* **Excerpted passage**:
━━━━━━━━━━

After upgrading ourselves to CUDA 11, NVCC compiles our codebase into a binary that runs 40-80% slower compared to CUDA 10.x.
I will elaborate a bit,
We are the developers of Maverick Render, a CUDA-based render engine comprised of 75-100 kind of hefty CUDA kernels that carry out a bunch of heterogeneous tasks (e.g., render logic, scene ray-tracing, physics calculations, …). We have an in-house Unit Testing system that runs a large batch of hundreds of scenes and compares the rendered outputs with references, and also measures performance.
If we compile with NVCC from 11.0.1 (or 11.0.2) the total time it takes run all our tests in an RTX2080Ti becomes 9’45" compared to 5’30" if we compile the exact same codebase with the exact same settings with NVCC from CUDA 10.1. We have tried with other GPU architectures that we have at our disposal (sm_3x, sm_5x, sm_6x, …) and the performance degradation observed is a bit less dramatic, but equally measurable.
We have tried to dig a bit deeper and played around with our launch_bounds configurations. We have also reviewed the NVCC documentation to see if there have been any changes in the compiler settings. To no avail.

━━━━━━━━━━

* **Provided data**:
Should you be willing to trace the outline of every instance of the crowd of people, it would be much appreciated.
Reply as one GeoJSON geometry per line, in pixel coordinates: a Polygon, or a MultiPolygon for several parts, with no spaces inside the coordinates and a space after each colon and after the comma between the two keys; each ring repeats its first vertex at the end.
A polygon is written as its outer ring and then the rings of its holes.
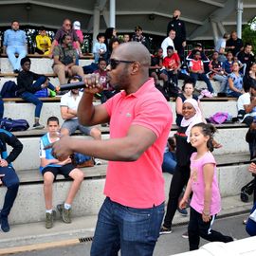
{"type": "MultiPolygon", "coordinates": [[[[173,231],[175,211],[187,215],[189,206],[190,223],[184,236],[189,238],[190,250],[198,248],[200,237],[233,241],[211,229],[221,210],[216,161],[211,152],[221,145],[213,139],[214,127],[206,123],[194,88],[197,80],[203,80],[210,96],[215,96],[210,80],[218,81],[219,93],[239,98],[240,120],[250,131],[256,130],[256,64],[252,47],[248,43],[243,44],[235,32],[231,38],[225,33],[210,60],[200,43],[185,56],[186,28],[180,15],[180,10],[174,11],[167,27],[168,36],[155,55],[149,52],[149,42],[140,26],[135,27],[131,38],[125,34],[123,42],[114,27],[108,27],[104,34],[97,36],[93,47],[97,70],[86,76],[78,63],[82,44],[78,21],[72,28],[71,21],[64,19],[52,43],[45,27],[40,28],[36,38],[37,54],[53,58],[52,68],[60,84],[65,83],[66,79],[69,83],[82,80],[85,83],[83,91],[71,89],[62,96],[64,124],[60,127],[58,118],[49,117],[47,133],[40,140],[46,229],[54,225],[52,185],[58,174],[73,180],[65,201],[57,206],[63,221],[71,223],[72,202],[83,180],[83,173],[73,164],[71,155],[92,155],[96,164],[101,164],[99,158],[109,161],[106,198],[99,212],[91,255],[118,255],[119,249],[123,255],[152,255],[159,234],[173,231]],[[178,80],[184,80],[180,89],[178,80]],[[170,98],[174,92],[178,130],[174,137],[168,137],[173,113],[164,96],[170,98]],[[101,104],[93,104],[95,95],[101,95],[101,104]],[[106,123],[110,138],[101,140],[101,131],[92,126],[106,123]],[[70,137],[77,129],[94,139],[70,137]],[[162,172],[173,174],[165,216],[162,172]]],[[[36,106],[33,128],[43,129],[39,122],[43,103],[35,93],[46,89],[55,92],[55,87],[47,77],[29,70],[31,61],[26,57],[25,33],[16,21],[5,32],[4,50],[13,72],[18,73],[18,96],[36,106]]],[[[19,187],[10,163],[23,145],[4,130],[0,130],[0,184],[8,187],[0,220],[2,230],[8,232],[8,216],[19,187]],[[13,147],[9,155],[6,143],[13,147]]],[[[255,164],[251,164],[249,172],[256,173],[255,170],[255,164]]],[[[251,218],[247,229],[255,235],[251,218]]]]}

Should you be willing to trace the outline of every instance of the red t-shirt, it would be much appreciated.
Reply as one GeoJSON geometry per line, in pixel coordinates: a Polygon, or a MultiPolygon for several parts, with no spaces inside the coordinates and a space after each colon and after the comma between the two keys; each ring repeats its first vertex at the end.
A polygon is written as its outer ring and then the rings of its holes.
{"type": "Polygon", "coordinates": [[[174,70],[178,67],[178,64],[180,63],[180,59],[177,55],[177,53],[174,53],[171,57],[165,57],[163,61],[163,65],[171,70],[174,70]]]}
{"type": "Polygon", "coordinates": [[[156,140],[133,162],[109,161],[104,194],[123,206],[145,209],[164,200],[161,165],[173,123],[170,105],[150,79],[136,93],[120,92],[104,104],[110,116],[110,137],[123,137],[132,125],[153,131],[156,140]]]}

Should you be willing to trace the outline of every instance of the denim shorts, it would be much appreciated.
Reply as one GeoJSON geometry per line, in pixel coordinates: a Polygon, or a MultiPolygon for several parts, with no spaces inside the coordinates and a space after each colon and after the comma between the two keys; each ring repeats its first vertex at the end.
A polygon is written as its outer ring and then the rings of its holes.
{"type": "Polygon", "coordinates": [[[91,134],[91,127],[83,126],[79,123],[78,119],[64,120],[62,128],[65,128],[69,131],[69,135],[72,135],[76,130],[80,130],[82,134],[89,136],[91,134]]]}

━━━━━━━━━━

* **Questions on the material**:
**1.** In the CUDA 11 performance post, how long does the full test run take on an RTX2080Ti when the codebase is compiled with NVCC from CUDA 10.1?
**2.** Continue the CUDA 11 performance post from the point where it stops.
The material plays no part in this work.

* **Exercise results**:
**1.** It takes 5’30".

**2.**
I have also profiled each of our kernels individually to see if for some reason some pattern in our code happens to be specially disliked by the new compiler. But it seems that the performance degradation is scattered evenly throughout all the kernels. And they are fairly heterogeneous, so the symptoms could be summarized as: “the code generated by the new compiler seems to be less optimized (?)”.
Given the same launch_bounds settings, I have observed that the new compiler tends to use fewer registers overall, specially in the fatter kernels. This looks good at first sight, but performance is damaged badly.
There must be something we are overlooking. We have upgraded to every new CUDA release since CUDA 3 and this is the first time that something like this happens.
Are there any changes in NVCC, its optimization policies, or its command-line settings that could be causing this and that we are not aware of?
For the moment we will be forced to stay in CUDA 10.x. But this will become a true problem when the first Ampere cards hit the market.
Thank you all in advance for your help.